**RECORDS FOR PROCESSING**
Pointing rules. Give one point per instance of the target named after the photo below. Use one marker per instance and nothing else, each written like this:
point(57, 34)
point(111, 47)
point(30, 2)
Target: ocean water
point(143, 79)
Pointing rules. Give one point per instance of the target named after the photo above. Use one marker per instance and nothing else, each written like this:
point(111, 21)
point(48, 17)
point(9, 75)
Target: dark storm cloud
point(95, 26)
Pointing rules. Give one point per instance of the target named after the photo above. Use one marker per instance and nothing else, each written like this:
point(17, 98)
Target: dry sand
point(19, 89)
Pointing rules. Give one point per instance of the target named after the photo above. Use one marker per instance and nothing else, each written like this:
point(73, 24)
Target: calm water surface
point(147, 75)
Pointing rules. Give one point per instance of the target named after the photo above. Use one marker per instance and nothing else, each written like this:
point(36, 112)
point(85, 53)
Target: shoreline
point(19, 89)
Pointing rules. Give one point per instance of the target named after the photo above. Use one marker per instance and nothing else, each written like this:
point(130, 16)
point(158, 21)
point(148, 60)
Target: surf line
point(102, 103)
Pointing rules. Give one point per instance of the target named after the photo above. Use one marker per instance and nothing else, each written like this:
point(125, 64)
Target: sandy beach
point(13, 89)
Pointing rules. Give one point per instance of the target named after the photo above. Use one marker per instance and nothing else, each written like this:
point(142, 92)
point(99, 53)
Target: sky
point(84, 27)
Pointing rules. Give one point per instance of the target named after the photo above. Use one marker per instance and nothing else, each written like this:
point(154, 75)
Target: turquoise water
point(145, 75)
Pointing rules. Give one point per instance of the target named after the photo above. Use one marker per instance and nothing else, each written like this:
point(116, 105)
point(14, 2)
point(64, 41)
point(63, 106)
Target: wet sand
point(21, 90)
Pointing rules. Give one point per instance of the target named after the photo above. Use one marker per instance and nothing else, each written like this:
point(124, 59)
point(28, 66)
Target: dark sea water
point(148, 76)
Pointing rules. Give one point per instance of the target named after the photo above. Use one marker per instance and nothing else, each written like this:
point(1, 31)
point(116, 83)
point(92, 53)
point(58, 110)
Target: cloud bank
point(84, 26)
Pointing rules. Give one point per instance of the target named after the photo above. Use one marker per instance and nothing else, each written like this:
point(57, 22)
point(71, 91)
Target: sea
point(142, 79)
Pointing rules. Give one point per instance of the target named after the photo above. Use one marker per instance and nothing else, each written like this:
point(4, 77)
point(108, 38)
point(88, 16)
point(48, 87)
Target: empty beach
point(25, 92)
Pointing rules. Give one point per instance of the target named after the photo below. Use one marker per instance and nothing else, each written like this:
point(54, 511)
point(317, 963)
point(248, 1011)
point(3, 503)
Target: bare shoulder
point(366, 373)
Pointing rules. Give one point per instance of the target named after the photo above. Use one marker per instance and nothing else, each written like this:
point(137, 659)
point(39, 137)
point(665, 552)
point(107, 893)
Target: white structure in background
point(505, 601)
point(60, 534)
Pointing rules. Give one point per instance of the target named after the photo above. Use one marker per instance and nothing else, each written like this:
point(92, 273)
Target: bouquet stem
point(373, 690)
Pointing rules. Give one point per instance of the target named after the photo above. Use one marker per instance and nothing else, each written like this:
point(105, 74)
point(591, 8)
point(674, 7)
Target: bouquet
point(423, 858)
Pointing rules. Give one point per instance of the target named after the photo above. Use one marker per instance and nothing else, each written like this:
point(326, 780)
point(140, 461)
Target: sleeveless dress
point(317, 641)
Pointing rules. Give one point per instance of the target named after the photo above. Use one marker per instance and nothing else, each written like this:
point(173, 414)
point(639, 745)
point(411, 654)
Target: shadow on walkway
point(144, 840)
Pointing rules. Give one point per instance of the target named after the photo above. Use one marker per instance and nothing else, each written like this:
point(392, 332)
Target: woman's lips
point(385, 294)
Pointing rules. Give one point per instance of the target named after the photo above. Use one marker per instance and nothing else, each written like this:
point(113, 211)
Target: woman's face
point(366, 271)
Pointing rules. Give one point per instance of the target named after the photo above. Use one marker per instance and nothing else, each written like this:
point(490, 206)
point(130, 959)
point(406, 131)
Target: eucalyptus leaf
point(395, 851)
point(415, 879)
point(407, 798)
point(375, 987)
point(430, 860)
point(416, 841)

**REQUIRED TASK**
Please rewrite all of the records above, substituting "Marking rules" for every occurrence of "Pointing rules" and leaving everything else unchanged.

**TASK RESULT**
Marking rules. Give one point per instance of the target named after the photo below. Use one marker per instance and nothing else, each written like this:
point(57, 34)
point(111, 47)
point(30, 2)
Target: ocean water
point(143, 79)
Marking rules. Give one point per instance of the target named after the photo above. Use one marker per instance and nothing else, each written like this:
point(111, 21)
point(48, 17)
point(9, 75)
Target: dark storm cloud
point(95, 26)
Marking rules. Give one point per instance of the target named after the photo above. Use one marker per instance and nothing else, each written like this:
point(17, 98)
Target: dry sand
point(19, 89)
Marking rules. Give one point per instance of the target named after the photo above. Use one marker per instance and nothing else, each written like this:
point(73, 24)
Target: calm water surface
point(147, 75)
Marking rules. Give one point per instance of the target named after the photo above. Use one marker per instance and nothing else, each written like this:
point(36, 112)
point(85, 53)
Target: shoreline
point(19, 89)
Marking rules. Give one point per instance of the target named after the photo above. Use one marker per instance and nothing else, each written like this:
point(130, 16)
point(158, 21)
point(148, 60)
Target: surf line
point(102, 103)
Marking rules. Give one point per instance of the target named after the photo above. Use one marker per instance and nothing else, each written like this:
point(125, 64)
Target: sandy beach
point(13, 89)
Marking rules. Give one point per instance of the target named after the photo above. Use one marker per instance and nothing else, each written like this:
point(142, 92)
point(99, 53)
Target: sky
point(84, 27)
Marking rules. Give one point per instance of the target named after the photo above. Use one marker per instance and nothing else, each written like this:
point(154, 75)
Target: turquoise water
point(145, 75)
Marking rules. Give one point per instance of the target named after the photo above. Use one marker per instance and nothing else, each written like this:
point(116, 105)
point(14, 2)
point(64, 41)
point(63, 106)
Target: wet sand
point(21, 90)
Marking rules. Give one point per instance of the target named after the photo above. Use one marker per instance and nothing else, each written like this:
point(124, 59)
point(28, 66)
Target: dark sea water
point(148, 76)
Marking rules. Give one point per instance of the target named after the photo above. Use one marker per instance and nothing else, each written like this:
point(1, 31)
point(116, 83)
point(92, 53)
point(58, 110)
Target: cloud bank
point(84, 26)
Marking rules. Give one point per instance of the target named after the photo above. Use one marker per instance and nothing else, each written like this:
point(57, 22)
point(71, 91)
Target: sea
point(142, 79)
Marking rules. Give one point per instance of the target named after the photo above. Use one marker per instance and nothing else, each written like this:
point(4, 77)
point(108, 38)
point(88, 16)
point(48, 87)
Target: empty beach
point(25, 92)
Marking rules. Give one point per instance of the target named after the photo below. Use one marker per instance and nothing else, each written like this:
point(54, 511)
point(317, 963)
point(248, 1011)
point(3, 503)
Target: bare shoulder
point(366, 373)
Marking rules. Give one point per instance of the target named after the photo above. Use one marker per instance and nothing else, each written like this:
point(137, 659)
point(39, 137)
point(665, 552)
point(107, 893)
Target: white structure in background
point(505, 601)
point(60, 534)
Marking rules. Give one point per instance of the target named after the photo above. Use one marker per instance and nothing else, each written like this:
point(92, 273)
Target: bouquet stem
point(373, 690)
Marking rules. Give one point per instance of the target named after the photo above. Use one marker per instance and nothing else, each written like this:
point(105, 74)
point(591, 8)
point(674, 7)
Target: bouquet
point(423, 858)
Marking rules. Give one point per instance of the target named after the photo above. Use one marker per instance and nothing else, each written like this:
point(326, 780)
point(140, 461)
Target: sleeveless dress
point(317, 641)
Marking rules. Give one point per instance of the target named after the photo above. Use one marker per instance and nothing else, each written like this:
point(173, 414)
point(639, 745)
point(411, 654)
Target: shadow on walkway
point(144, 840)
Marking rules. Give one point per instance of the target named after the photo above. Use one marker per instance and nothing else, each written like this:
point(392, 332)
Target: woman's lips
point(385, 294)
Marking rules. Give one point per instance of the target named after the photo above. Use one marker per instance and nothing else, each written like this:
point(113, 211)
Target: woman's face
point(366, 271)
Marking rules. Give one point per instance of the target named after the photo above. Use one marker per instance and nothing else, each written like this:
point(490, 206)
point(130, 959)
point(406, 131)
Target: eucalyptus leaf
point(395, 851)
point(415, 879)
point(407, 798)
point(375, 987)
point(430, 860)
point(416, 841)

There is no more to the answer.